Well, two months ago they were ripping down that statue in Baghdad. How are things going? On the whole, not too bad, it seems. Mark Steyn is in a jolly see-no-evil kind of mood, but he's been touring the country and it seems at least one of my criteria from April is satisfied: it's reasonably safe to drive the roads.
So that's the most basic thing about post-Saddam Iraq: for all the "anarchy", no one's fleeing. In the course of my trip, I drove as far east as the outskirts of Baghdad and as far north as Kirkuk. I spent a pleasant evening prowling round Saddam's home town of Tikrit, where I detected a frisson of menace in the air, but marginally less than in, say, Stockwell, south London. [+]
The rest of his article (hell, even that bit I quoted) is a bit short on detail and long on self-satisfied political point-scoring for me to really take it seriously as reporting, but as a statement of the optimists' case, it'll do. On a more localized basis, we also have stabilization coming slowly (but coming) to Baghdad:
After six weeks of patrols in his area, Colonel Grimsley said the level of violent crime was lower than in Atlanta, the nearest big city to the brigade's base in Georgia. Shops and cafes have reopened. Vendors have appeared again on sidewalks, selling cigarettes and sodas. Traffic, even traffic jams, have returned.
"When this bicycle shop opened about a week after we got here, I knew we were going to be O.K.," Colonel Grimsley said as he rode in an armored Humvee through Adhamiya, the neighborhood where Mr. Hussein is reported to have made his last known public appearance, on April 9, just as Baghdad was about to fall.
But the situation is still unstable. On June 1, a firefight erupted at the Abu Hanifa Mosque only a few hundred yards from the bicycle shop. A grenade was thrown from a car toward soldiers guarding a checkpoint. Snipers opened fire from at least one building nearby. Two soldiers from the First Armored Division were wounded. An Iraqi civilian died. [+]
And there's this report from Anthony Shadid (Wash Post) on Karbala, where apparently the Marine colonel in charge has established good working relations with the locals.
But the protest Monday was perhaps most remarkable for what was missing. Not once was there a chant denouncing the U.S. occupation, a staple of demonstrations elsewhere in Iraq. A request by U.S. troops for the crowd to make way for military vehicles prompted protesters to shout: "Get back! Get back!" The crowd hurriedly did.

■ WHAT IS BEING ASKED:
Answer these from the post on conditions in postwar Iraq:
(a) How far north did the quoted traveler drive?
(b) Which city did Colonel Grimsley compare his area's violent crime level to?
(c) Where did the firefight on June 1 break out?
Rely only on the post itself for what follows.

■ STORED DATA:

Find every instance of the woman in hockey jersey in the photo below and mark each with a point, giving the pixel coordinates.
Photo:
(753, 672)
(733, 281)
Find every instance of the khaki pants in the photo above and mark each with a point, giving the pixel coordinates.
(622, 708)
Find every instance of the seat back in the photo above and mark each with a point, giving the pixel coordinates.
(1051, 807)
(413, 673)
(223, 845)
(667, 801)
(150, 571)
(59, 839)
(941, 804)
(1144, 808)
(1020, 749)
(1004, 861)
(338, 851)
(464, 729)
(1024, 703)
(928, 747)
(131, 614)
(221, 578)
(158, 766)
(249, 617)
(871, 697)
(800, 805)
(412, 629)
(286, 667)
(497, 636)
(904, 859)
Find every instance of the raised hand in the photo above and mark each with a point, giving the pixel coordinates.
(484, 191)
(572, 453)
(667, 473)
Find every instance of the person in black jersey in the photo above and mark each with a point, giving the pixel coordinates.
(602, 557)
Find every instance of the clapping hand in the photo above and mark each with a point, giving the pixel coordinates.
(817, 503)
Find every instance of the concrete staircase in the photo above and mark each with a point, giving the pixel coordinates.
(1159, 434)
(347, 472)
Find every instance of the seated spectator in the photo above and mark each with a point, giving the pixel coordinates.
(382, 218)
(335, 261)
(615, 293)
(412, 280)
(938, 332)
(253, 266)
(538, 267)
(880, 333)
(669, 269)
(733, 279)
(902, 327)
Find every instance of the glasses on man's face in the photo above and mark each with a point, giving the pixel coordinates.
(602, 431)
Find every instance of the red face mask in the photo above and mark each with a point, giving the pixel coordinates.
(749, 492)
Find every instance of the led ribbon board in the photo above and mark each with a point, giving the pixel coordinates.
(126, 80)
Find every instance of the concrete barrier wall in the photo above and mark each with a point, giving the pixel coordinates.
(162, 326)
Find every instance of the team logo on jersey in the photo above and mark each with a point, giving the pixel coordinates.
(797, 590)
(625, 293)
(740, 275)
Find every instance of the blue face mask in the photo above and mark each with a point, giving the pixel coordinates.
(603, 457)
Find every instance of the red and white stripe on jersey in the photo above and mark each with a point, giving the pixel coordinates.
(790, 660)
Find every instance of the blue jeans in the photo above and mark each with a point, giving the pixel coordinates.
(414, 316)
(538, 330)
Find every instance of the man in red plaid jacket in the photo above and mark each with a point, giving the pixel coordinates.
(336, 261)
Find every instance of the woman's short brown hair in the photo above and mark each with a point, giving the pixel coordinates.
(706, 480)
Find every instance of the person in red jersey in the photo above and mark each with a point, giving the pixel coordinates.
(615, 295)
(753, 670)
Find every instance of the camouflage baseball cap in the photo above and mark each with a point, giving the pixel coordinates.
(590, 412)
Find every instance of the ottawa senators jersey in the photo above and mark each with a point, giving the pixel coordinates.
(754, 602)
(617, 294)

■ EXERCISE ANSWER:
(a) As far north as Kirkuk.
(b) Atlanta.
(c) At the Abu Hanifa Mosque.